Output all of the data below exactly as given.

-- Information given start --

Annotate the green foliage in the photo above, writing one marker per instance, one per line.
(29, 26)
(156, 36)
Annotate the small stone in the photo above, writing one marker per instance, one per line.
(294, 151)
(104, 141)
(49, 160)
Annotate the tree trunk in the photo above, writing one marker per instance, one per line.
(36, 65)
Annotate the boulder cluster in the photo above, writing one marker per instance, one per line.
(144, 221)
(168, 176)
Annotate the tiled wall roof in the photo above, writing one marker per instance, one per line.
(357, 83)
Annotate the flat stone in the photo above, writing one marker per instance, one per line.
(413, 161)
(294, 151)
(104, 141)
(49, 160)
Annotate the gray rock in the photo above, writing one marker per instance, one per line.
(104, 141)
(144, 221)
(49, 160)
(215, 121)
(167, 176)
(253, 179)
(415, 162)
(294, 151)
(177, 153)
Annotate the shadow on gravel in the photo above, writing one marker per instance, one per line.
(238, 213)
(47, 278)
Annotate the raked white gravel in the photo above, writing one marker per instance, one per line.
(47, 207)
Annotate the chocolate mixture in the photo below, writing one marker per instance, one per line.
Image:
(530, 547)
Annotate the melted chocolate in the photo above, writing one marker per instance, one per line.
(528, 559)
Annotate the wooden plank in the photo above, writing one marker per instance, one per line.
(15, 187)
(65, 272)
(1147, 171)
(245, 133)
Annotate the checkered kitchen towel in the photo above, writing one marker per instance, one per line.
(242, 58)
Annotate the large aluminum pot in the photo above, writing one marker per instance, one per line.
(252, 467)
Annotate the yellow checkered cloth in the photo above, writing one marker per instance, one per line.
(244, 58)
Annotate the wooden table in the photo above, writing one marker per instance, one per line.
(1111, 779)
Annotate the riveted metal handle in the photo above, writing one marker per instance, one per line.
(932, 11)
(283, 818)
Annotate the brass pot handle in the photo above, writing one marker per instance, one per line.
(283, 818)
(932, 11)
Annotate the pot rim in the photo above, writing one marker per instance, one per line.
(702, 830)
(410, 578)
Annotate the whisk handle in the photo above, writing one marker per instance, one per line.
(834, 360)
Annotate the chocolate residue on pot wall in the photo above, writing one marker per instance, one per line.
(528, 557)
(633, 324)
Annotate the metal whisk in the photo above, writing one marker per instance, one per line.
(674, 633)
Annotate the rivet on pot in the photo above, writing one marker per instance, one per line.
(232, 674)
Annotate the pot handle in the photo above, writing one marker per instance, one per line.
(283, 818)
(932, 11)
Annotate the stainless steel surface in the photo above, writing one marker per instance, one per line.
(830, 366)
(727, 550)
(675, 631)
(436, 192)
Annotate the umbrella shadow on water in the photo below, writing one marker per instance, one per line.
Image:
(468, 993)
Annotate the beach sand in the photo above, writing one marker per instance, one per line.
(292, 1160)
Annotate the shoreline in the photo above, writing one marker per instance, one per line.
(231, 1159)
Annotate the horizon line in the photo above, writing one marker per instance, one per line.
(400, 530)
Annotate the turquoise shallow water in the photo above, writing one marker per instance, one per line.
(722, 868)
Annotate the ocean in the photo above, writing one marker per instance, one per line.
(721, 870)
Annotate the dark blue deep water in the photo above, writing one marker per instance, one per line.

-- Information given end --

The completed task:
Annotate the green foliage in the photo above, writing one marker per instance, one per line.
(29, 26)
(156, 36)
Annotate the small stone in the photo above, writing one marker per instance, one per line.
(294, 151)
(104, 141)
(49, 160)
Annotate the tree trunk in the photo above, writing one marker per instance, one per line.
(36, 65)
Annotate the boulder cluster in the photo above, writing one marker per instance, one per line.
(144, 221)
(168, 176)
Annotate the tiled wall roof in the photo above, writing one marker per instance, one per line.
(357, 83)
Annotate the flat stone in the photo above, writing one marker per instance, one per line.
(413, 161)
(294, 151)
(104, 141)
(49, 160)
Annotate the gray rock in the photo above, writing one marker per instance, one per line.
(104, 141)
(144, 221)
(49, 160)
(215, 121)
(167, 176)
(253, 179)
(415, 162)
(294, 151)
(177, 153)
Annotate the shadow on gravel in the photo above, writing one marker per instance, one per line.
(238, 213)
(47, 278)
Annotate the raked white gravel in the photo above, writing one marker per instance, one per line.
(47, 207)
Annotate the chocolate mixture in the photo below, writing one marker per instance, one per line.
Image:
(530, 547)
Annotate the melted chocolate in the photo above, writing one marker per instance, one per line.
(528, 559)
Annotate the wooden plank in the photo above, writing one marker per instance, one per line.
(15, 187)
(65, 272)
(1147, 171)
(245, 133)
Annotate the checkered kitchen towel in the photo above, writing one marker per instance, one per line.
(242, 58)
Annotate the large aluminum pot in the photo above, writing one marker per instance, one per line.
(252, 467)
Annotate the yellow checkered cloth in the photo above, writing one marker per instance, one per line.
(244, 58)
Annotate the wooden table in the photo above, writing one marker per instance, one per line.
(1111, 779)
Annotate the riveted metal handle in the photo above, writing one marker per instance, one per line.
(932, 11)
(283, 818)
Annotate the brass pot handle in the photo above, writing one marker per instance, one per line.
(283, 818)
(932, 11)
Annotate the pot rim in the photo above, writing one marker per instance, one per line.
(702, 830)
(410, 578)
Annotate the whisk handle in the photo above, writing one marker per instance, one per line.
(834, 360)
Annotate the chocolate residue on pot wall in the photo above, writing one marker per instance, one per line.
(528, 557)
(633, 324)
Annotate the metal whisk in the photo above, writing one marker per instance, one per line.
(674, 633)
Annotate the rivet on pot in the photo above, writing one marker per instance, one per line.
(232, 674)
Annotate the pot handle in the photo above, writing one marker per instance, one per line.
(283, 818)
(932, 11)
Annotate the stainless steel surface in the photo above, writing one marker per instance, one per line.
(830, 366)
(727, 550)
(675, 631)
(436, 192)
Annotate the umbrella shadow on water in the photo below, writing one marker per instance, one per line.
Image:
(468, 993)
Annotate the beach sand in the photo above, writing one marker per instance, one per line.
(292, 1160)
Annotate the shoreline in the photo above, writing one marker per instance, one per line.
(231, 1159)
Annotate the horizon line in the photo above, writing one marker per instance, one per line.
(400, 530)
Annotate the turquoise shallow water in the photo above, writing one marker per instance, one per line.
(722, 868)
Annotate the ocean in the photo above, writing one marker per instance, one per line.
(721, 870)
Annotate the dark blue deep water in the photo above, writing one marker per instance, one per line.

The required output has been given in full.